(begin)

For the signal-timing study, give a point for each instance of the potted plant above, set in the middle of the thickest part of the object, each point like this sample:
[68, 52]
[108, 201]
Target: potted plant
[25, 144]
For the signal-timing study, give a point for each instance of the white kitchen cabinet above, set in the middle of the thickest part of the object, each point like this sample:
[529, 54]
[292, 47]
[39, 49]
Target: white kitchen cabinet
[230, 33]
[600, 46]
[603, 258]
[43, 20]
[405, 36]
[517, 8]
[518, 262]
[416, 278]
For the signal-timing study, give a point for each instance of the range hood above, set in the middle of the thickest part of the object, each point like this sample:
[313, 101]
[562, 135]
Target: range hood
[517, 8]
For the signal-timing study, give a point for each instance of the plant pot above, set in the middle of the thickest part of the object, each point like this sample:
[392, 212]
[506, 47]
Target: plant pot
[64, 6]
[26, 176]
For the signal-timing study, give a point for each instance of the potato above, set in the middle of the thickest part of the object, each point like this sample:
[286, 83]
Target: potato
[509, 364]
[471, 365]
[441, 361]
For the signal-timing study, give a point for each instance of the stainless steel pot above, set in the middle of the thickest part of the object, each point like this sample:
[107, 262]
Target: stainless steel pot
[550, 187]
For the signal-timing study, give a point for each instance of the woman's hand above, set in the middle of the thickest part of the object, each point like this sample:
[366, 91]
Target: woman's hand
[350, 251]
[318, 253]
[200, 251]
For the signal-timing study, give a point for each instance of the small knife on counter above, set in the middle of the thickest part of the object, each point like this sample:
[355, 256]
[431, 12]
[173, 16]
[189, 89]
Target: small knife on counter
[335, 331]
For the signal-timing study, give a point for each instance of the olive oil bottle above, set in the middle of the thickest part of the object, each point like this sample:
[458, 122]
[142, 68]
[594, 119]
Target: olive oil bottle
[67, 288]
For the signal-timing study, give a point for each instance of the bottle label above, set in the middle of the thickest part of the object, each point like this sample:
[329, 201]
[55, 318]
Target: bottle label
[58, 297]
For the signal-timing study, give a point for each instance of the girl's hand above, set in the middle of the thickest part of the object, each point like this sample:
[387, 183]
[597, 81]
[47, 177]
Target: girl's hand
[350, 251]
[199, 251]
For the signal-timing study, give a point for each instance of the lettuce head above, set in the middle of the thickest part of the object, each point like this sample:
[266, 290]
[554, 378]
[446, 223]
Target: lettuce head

(end)
(begin)

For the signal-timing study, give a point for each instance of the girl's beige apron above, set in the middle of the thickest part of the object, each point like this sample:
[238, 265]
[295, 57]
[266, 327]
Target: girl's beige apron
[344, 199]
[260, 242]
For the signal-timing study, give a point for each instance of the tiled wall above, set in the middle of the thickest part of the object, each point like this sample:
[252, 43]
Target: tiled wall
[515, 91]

(end)
(begin)

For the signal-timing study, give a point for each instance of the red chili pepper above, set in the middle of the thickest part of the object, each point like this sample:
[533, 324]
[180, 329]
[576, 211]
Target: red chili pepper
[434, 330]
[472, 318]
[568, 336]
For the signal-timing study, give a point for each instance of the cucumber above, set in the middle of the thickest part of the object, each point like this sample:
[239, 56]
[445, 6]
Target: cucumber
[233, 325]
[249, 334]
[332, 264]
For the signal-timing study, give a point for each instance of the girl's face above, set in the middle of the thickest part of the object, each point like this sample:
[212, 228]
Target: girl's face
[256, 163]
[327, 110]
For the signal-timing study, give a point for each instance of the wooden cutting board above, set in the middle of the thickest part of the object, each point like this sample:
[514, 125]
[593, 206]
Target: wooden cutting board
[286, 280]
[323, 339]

(end)

Rewrite the records from the line with "of the woman's" up to and including the line with "Target: lettuce head" as a Markdown table with the columns Row and Line, putting one line in each row, numbering the rows and leaving out blank lines.

EXPECTED ANSWER:
| Row | Line |
|---|---|
| 1 | For the signal-timing study, give a point for each instance of the woman's hand above, set in the middle of the thickest part of the object, each point like this sample: |
| 2 | [366, 91] |
| 3 | Target: woman's hand |
| 4 | [350, 251] |
| 5 | [318, 253] |
| 6 | [200, 251] |
| 7 | For the signal-timing study, give a point for each instance of the small knife on counter above, set in the middle of the thickest part of the object, each point like this sample: |
| 8 | [355, 256] |
| 9 | [431, 12] |
| 10 | [173, 16] |
| 11 | [189, 89] |
| 12 | Target: small knife on counter |
| 13 | [335, 331] |
| 14 | For the signal-timing study, give a point for each instance of the olive oil bottle above, set in the middle of the thickest part of the object, each point like this sample: |
| 15 | [458, 122] |
| 16 | [142, 68] |
| 17 | [594, 119] |
| 18 | Target: olive oil bottle |
| 19 | [67, 288] |
| 20 | For the signal-timing study, give a point for each instance of the bottle label above, set in the middle of the thickest part of the object, each point like this sample: |
| 21 | [329, 201] |
| 22 | [55, 318] |
| 23 | Target: bottle label |
| 24 | [58, 297] |
| 25 | For the signal-timing study, give a point for each instance of the girl's hand above, set in the middle of the thickest part of the object, each point like this sample: |
| 26 | [387, 183] |
| 27 | [597, 81] |
| 28 | [47, 177] |
| 29 | Target: girl's hand |
| 30 | [350, 251] |
| 31 | [199, 251] |
| 32 | For the signal-timing study, give a point for each instance of the lettuce head above, set in the middle of the thickest part of the object, each point like this sample: |
| 33 | [266, 290] |
| 34 | [554, 378] |
| 35 | [446, 223] |
| 36 | Target: lettuce head |